_Dataset entries_.
'''

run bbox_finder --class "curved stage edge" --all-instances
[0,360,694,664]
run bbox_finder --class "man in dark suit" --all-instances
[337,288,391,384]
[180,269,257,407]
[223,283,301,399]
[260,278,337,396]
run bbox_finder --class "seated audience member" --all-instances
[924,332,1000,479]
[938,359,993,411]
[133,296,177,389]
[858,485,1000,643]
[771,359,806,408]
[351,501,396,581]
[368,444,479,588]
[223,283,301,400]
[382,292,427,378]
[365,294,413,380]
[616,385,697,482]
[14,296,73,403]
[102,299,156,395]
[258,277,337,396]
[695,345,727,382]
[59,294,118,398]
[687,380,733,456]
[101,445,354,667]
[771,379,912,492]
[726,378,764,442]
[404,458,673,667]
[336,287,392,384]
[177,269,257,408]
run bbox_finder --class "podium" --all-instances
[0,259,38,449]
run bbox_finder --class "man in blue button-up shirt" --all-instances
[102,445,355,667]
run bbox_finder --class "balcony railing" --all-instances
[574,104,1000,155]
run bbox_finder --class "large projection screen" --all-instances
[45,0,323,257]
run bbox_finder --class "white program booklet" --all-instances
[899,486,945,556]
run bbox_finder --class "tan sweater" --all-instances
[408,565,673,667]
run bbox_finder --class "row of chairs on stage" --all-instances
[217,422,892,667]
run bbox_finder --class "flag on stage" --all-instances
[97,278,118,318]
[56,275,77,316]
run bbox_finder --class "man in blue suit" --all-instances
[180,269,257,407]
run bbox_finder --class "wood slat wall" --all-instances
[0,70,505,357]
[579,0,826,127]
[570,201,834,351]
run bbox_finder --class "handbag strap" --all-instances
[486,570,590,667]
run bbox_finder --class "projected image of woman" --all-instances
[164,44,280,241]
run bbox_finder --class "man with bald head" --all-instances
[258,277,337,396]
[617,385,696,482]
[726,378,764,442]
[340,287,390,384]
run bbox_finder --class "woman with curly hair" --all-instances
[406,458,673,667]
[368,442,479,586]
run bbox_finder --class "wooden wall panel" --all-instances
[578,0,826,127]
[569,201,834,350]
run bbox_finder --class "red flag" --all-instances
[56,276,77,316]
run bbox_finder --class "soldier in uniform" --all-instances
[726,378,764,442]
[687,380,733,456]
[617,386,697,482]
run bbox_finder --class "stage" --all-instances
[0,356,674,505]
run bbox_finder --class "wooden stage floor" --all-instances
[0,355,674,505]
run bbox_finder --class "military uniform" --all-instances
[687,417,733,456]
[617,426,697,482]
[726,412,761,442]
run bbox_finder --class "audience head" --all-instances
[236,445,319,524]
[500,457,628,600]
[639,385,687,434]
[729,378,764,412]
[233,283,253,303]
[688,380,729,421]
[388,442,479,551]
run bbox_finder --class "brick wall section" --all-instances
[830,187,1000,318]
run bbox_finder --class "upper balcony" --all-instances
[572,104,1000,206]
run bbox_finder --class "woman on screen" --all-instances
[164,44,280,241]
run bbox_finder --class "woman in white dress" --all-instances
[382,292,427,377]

'''

_EXERCISE DETAILS_. Could you arrange the lines above as a two-column CSV with the header command,boxes, giving one row per command, with the command text and all of its boxes each in a single quoted field and any line breaks replaced by spaces?

_EXERCISE SOLUTION_.
command,boxes
"run bbox_finder --class ""curved stage edge"" --all-instances","[0,360,694,664]"
"run bbox_finder --class ""man in dark suit"" --all-instances","[337,288,391,384] [180,269,257,407] [223,283,301,399] [260,278,337,396]"
"run bbox_finder --class ""seated audience member"" --all-instances","[924,332,1000,479] [938,359,993,411] [133,296,177,389] [858,485,1000,643] [771,359,806,408] [351,501,396,581] [368,444,479,588] [223,283,301,400] [382,292,427,378] [365,294,413,380] [616,385,697,482] [14,296,73,403] [102,299,156,395] [258,277,337,396] [695,345,727,382] [59,294,118,398] [687,380,733,456] [101,445,354,667] [771,379,912,492] [726,378,764,442] [404,458,673,667] [336,287,392,384] [177,269,257,408]"
"run bbox_finder --class ""podium"" --all-instances","[0,259,38,449]"
"run bbox_finder --class ""man in blue button-up shirt"" --all-instances","[102,445,355,667]"
"run bbox_finder --class ""balcony railing"" --all-instances","[574,104,1000,155]"
"run bbox_finder --class ""large projection screen"" --all-instances","[45,0,323,257]"
"run bbox_finder --class ""white program booklet"" --all-instances","[899,486,945,556]"
"run bbox_finder --class ""tan sweater"" --all-instances","[408,565,673,667]"
"run bbox_finder --class ""row of chairs on stage"" --all-instances","[217,422,892,667]"
"run bbox_finder --class ""flag on stage"" --all-instances","[97,278,118,318] [56,275,77,316]"
"run bbox_finder --class ""man in blue suit"" --all-instances","[180,269,257,407]"
"run bbox_finder --class ""wood slat wall"" --all-instances","[0,70,505,357] [579,0,826,127] [570,201,834,351]"
"run bbox_finder --class ""handbag strap"" --all-instances","[486,570,590,667]"
"run bbox_finder --class ""projected image of woman"" --all-instances","[164,44,280,241]"
"run bbox_finder --class ""man with bald head"" --all-instances","[258,277,337,396] [617,385,696,482] [726,378,764,442] [340,287,390,384]"
"run bbox_finder --class ""woman with curly hair"" --all-instances","[406,458,673,667] [368,442,479,586]"
"run bbox_finder --class ""wooden wall panel"" --all-instances","[578,0,826,127] [569,201,834,350]"
"run bbox_finder --class ""red flag"" --all-instances","[56,276,77,316]"
"run bbox_finder --class ""soldier in uniform"" --all-instances","[726,378,764,442] [687,380,733,456] [617,386,697,482]"
"run bbox_finder --class ""stage"" --all-instances","[0,356,674,505]"
"run bbox_finder --class ""wooden stage floor"" --all-instances","[0,355,674,505]"
"run bbox_finder --class ""military uniform"" --all-instances","[687,417,733,456] [617,426,697,482] [726,412,761,442]"
"run bbox_finder --class ""audience head"" --all-instances","[236,445,319,524] [500,457,628,600] [639,385,687,434] [729,378,764,412] [233,283,253,303] [688,380,729,421] [388,442,479,551]"
"run bbox_finder --class ""brick wall section"" --all-instances","[830,187,1000,318]"
"run bbox_finder --class ""upper balcony"" --all-instances","[572,104,1000,206]"
"run bbox_finder --class ""woman on screen"" --all-instances","[164,44,280,241]"
"run bbox_finder --class ""woman in white dress"" --all-instances","[382,292,427,377]"